--- Data for processing ---
-*-

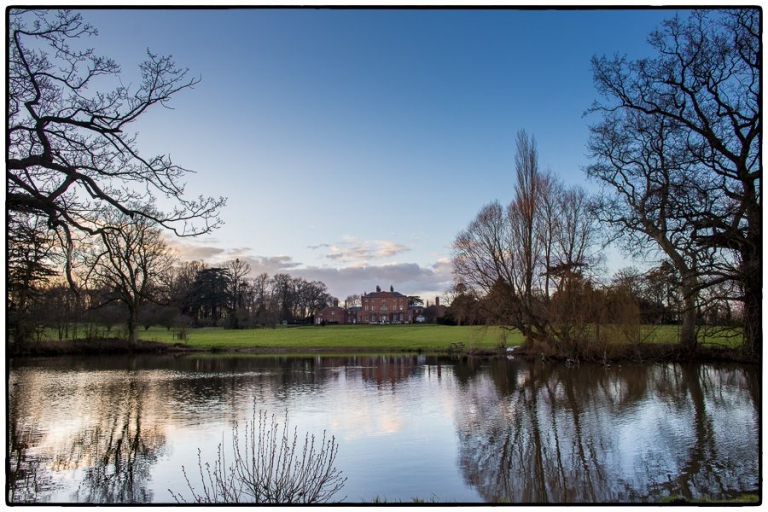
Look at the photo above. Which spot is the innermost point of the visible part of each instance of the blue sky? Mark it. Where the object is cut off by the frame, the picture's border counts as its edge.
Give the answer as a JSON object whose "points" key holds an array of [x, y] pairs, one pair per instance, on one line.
{"points": [[353, 145]]}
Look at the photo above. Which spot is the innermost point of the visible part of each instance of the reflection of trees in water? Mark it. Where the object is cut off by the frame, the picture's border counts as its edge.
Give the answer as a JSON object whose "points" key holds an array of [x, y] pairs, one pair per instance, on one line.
{"points": [[27, 479], [113, 450], [551, 434], [117, 452]]}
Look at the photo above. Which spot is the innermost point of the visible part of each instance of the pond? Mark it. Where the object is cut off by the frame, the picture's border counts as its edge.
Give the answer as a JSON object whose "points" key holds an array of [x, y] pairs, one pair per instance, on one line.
{"points": [[120, 430]]}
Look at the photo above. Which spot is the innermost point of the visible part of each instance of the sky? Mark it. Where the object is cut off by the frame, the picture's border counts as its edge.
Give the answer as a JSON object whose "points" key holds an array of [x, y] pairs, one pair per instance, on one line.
{"points": [[353, 145]]}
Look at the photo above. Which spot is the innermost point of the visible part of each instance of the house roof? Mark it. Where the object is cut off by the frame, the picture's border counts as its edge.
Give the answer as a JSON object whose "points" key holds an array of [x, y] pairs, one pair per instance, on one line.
{"points": [[383, 295]]}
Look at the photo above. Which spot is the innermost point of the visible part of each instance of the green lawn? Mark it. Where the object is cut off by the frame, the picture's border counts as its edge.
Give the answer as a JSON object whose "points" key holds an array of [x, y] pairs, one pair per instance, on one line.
{"points": [[383, 337], [342, 337]]}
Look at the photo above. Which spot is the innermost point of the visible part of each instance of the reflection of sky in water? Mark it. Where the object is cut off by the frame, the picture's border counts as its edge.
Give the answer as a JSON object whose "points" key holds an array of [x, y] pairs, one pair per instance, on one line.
{"points": [[406, 428]]}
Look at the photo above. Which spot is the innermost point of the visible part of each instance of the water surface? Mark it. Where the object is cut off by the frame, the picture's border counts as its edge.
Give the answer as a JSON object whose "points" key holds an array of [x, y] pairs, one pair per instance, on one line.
{"points": [[119, 430]]}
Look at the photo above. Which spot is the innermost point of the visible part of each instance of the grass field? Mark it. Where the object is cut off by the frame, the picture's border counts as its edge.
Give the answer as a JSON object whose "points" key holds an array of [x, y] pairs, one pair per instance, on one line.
{"points": [[383, 337], [343, 337]]}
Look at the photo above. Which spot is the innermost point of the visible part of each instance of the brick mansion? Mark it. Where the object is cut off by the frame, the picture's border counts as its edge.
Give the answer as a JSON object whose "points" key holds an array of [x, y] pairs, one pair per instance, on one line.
{"points": [[380, 307]]}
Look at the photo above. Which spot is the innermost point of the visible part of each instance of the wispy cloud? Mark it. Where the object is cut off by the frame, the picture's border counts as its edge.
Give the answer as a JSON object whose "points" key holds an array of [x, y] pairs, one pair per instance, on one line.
{"points": [[356, 252], [355, 276]]}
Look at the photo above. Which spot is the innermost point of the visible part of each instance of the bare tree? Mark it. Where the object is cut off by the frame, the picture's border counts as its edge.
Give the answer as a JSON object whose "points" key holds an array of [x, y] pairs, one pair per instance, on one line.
{"points": [[69, 155], [31, 256], [510, 256], [129, 260], [647, 174], [705, 83], [269, 466]]}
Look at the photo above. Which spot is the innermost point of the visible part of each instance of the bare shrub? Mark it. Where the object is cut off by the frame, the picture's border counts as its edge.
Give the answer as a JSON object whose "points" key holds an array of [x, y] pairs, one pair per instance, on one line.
{"points": [[269, 467]]}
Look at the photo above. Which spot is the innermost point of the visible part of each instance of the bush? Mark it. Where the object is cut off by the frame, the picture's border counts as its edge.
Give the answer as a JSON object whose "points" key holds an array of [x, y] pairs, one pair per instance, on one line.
{"points": [[268, 468]]}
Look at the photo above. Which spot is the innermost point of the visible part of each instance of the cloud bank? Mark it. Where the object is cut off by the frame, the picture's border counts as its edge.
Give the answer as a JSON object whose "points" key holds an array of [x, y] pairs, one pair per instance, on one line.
{"points": [[355, 276]]}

-*-

--- Task instructions ---
Copy each line of the listing that carries the word "bare".

--- Output below ---
Look at the photo above. Which spot is the innermost point of the visible part of each instance of the bare tree? Mark it. Where the object is cut off by the frame, the picture's border counts as its edge.
Look at the photo above. Which spot is the innermost point of the visible part of each instance of the bare shrub? Mark it. Where the object is cut off by the frame, the picture's border counts as its edge.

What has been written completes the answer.